▸ **記述問題 1**:
法家思想と秦に関する抜粋を読み、次の問いに答えよ。
(a) 商鞅は秦でどの役職に抜擢されたか。
(b) 当時の市場は何で囲われていたか。
(c) 誰も材木を移さなかったため、商鞅は賞金を何斤に引き上げたか。

▸ **抜粋**:
◇ ◇ ◇

7 法家思想と秦

紀元前350年頃,秦の始皇帝から遡ること約百年,一人の法家が秦の国に仕官を求めた.名は商鞅(しょうおう).商鞅を非常に気に入られ,イキナリ丞相(総理大臣ミタイなモン)に抜擢され,政治を全面的に任されるコトになった.
コレには秦の貴族たちは驚く.ヨソモノがイキナリ王の信頼を得て国政を任されるわけだから,代々秦に仕えてきた彼らは面白くナイ.自分たちが無能と言われてるのと同じコトだから.とはいえ王に逆らうワケにもいかず,ヒトマズ商鞅のお手並みを拝見してやろーということになる.
自分が周りに嫌われているコトくらいは商鞅も充分ワカッている.貴族たちは反感を持っているし,一般民衆だって商鞅なんてゆーオトコなんて知らナイわけで、商鞅が改革をやろうとしても素直に命令に従うとは思えナイ.で,商鞅はまず自分を売り込むコトにした.
秦の都には市場がある.当時の市場は塀で囲われていて,門がいくつかついていた.市場は民衆が集まるトコロってコトで,政府の命令とか国民への「お触れ」なんかはこの市場の門の前に掲示されたのネ.
商鞅はこの市場の南門に材木を一本立て,「この材木を市場の北門に移した者に金十斤与える.丞相商鞅」と触書を出した.みんなこの御触書を読んでワイワイ噂をするんだけど,ナンだか怪しい.商鞅という男もどんな大臣だかワカラナイ.ヘタなコトして罰せられてはタマランと,誰も材木を移さナイ.何日か経っても誰も動かさなかったので,商鞅は賞金を5倍の五十斤にした.大体17kgっすヨ.

◇ ◇ ◇

▸ **記述問題 2**: 下の記録の最初から「M 797 146 L」を含む行までのすべてを、そのまま書き写せ。両端の行も含め、画像は解答に入れないこと。

◇ ◇ ◇

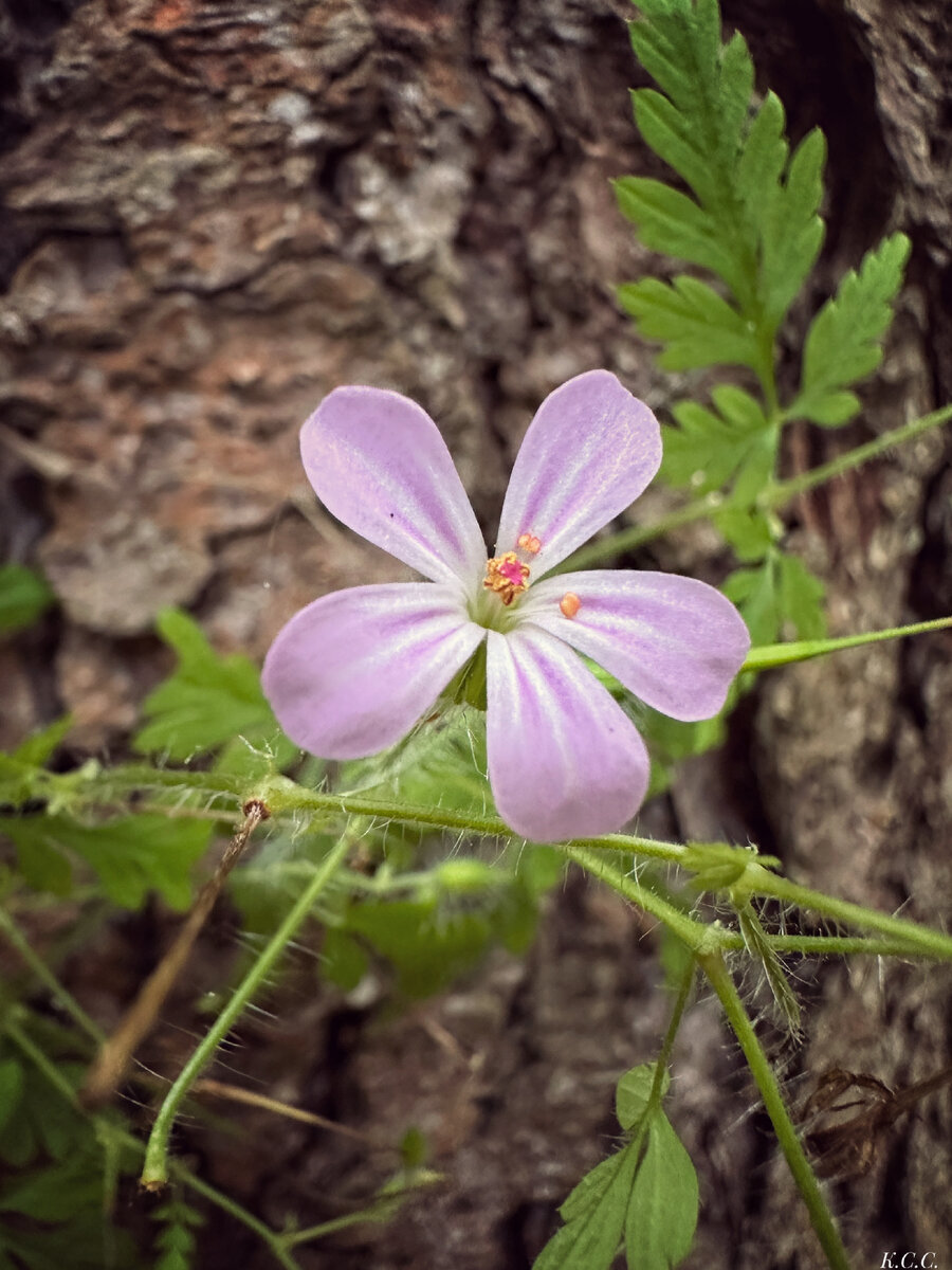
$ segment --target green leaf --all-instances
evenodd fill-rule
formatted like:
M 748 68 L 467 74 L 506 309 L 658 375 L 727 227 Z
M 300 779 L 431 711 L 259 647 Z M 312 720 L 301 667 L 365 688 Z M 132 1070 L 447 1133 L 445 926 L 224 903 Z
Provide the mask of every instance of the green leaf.
M 80 856 L 98 874 L 103 890 L 122 908 L 140 908 L 151 890 L 176 909 L 192 902 L 192 866 L 204 853 L 211 824 L 171 820 L 162 815 L 131 815 L 90 827 L 66 817 L 0 818 L 0 829 L 13 839 L 25 876 L 48 880 L 52 852 Z M 42 861 L 38 866 L 37 861 Z
M 777 429 L 743 389 L 721 384 L 711 395 L 716 413 L 694 401 L 673 406 L 678 427 L 661 429 L 661 475 L 699 494 L 734 485 L 734 498 L 745 505 L 773 476 Z
M 797 146 L 786 180 L 774 182 L 767 198 L 751 190 L 748 202 L 753 215 L 760 211 L 758 297 L 770 338 L 820 254 L 824 224 L 819 208 L 825 160 L 826 141 L 815 128 Z
M 628 1265 L 637 1270 L 677 1266 L 691 1251 L 697 1213 L 694 1166 L 668 1116 L 659 1111 L 649 1125 L 647 1146 L 628 1200 Z
M 103 1173 L 95 1156 L 74 1156 L 22 1177 L 0 1195 L 0 1212 L 38 1222 L 63 1222 L 103 1200 Z
M 721 588 L 741 612 L 754 645 L 773 644 L 790 626 L 801 639 L 826 632 L 824 585 L 802 560 L 773 550 L 757 569 L 737 569 Z
M 748 624 L 753 644 L 773 644 L 781 630 L 777 568 L 768 558 L 757 569 L 736 569 L 721 591 L 732 599 Z
M 619 207 L 646 246 L 722 278 L 755 335 L 743 356 L 734 347 L 715 357 L 707 340 L 669 349 L 661 364 L 684 370 L 720 359 L 763 376 L 777 329 L 823 241 L 823 135 L 810 133 L 790 155 L 783 107 L 768 93 L 754 108 L 749 50 L 740 34 L 721 43 L 716 0 L 647 0 L 638 9 L 632 47 L 658 89 L 632 93 L 635 121 L 693 197 L 658 180 L 625 178 L 616 185 Z M 660 323 L 652 326 L 641 320 L 647 338 L 671 339 Z
M 781 555 L 778 564 L 781 621 L 790 622 L 800 639 L 823 639 L 826 635 L 824 584 L 797 556 Z
M 658 359 L 666 371 L 702 366 L 760 363 L 751 324 L 704 282 L 680 274 L 673 284 L 658 278 L 630 282 L 618 288 L 622 307 L 638 333 L 668 347 Z
M 592 1170 L 561 1208 L 565 1226 L 548 1241 L 533 1270 L 608 1270 L 625 1231 L 638 1166 L 632 1143 Z
M 881 342 L 892 320 L 909 249 L 909 239 L 894 234 L 867 251 L 859 272 L 850 271 L 814 318 L 803 345 L 800 395 L 787 418 L 838 427 L 859 409 L 858 399 L 845 390 L 882 359 Z
M 618 1081 L 614 1091 L 614 1114 L 618 1116 L 618 1124 L 622 1129 L 633 1129 L 645 1119 L 656 1068 L 656 1063 L 641 1063 L 638 1067 L 630 1068 Z M 661 1076 L 661 1097 L 668 1092 L 670 1083 L 671 1077 L 665 1071 Z
M 0 634 L 32 626 L 55 599 L 38 573 L 22 564 L 0 565 Z
M 0 1062 L 0 1133 L 23 1097 L 23 1068 L 15 1058 Z
M 297 748 L 282 734 L 256 667 L 240 654 L 220 657 L 201 626 L 176 608 L 159 615 L 159 634 L 178 653 L 175 672 L 146 697 L 149 723 L 133 738 L 140 753 L 183 762 L 244 737 L 286 766 Z
M 774 546 L 770 522 L 753 508 L 725 507 L 712 517 L 743 564 L 763 560 Z
M 693 198 L 649 177 L 622 177 L 613 184 L 622 215 L 638 226 L 645 246 L 721 278 L 731 274 L 734 262 L 717 239 L 717 225 Z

◇ ◇ ◇

▸ **解答例 1**:
(a) 丞相
(b) 塀
(c) 五十斤

▸ **解答例 2**:
$ segment --target green leaf --all-instances
evenodd fill-rule
formatted like:
M 748 68 L 467 74 L 506 309 L 658 375 L 727 227 Z
M 300 779 L 431 711 L 259 647 Z M 312 720 L 301 667 L 365 688 Z M 132 1070 L 447 1133 L 445 926 L 224 903 Z
Provide the mask of every instance of the green leaf.
M 80 856 L 98 874 L 103 890 L 122 908 L 140 908 L 151 890 L 176 909 L 192 902 L 192 866 L 204 853 L 211 824 L 171 820 L 162 815 L 131 815 L 90 827 L 66 817 L 0 818 L 0 829 L 13 839 L 25 876 L 48 880 L 52 852 Z M 42 861 L 38 866 L 37 861 Z
M 777 429 L 743 389 L 721 384 L 711 395 L 716 413 L 694 401 L 673 406 L 678 427 L 661 429 L 661 475 L 699 494 L 734 485 L 734 498 L 745 505 L 773 476 Z
M 797 146 L 786 180 L 774 182 L 767 198 L 751 190 L 748 202 L 753 215 L 760 211 L 758 297 L 770 338 L 820 254 L 824 224 L 819 208 L 825 160 L 826 141 L 815 128 Z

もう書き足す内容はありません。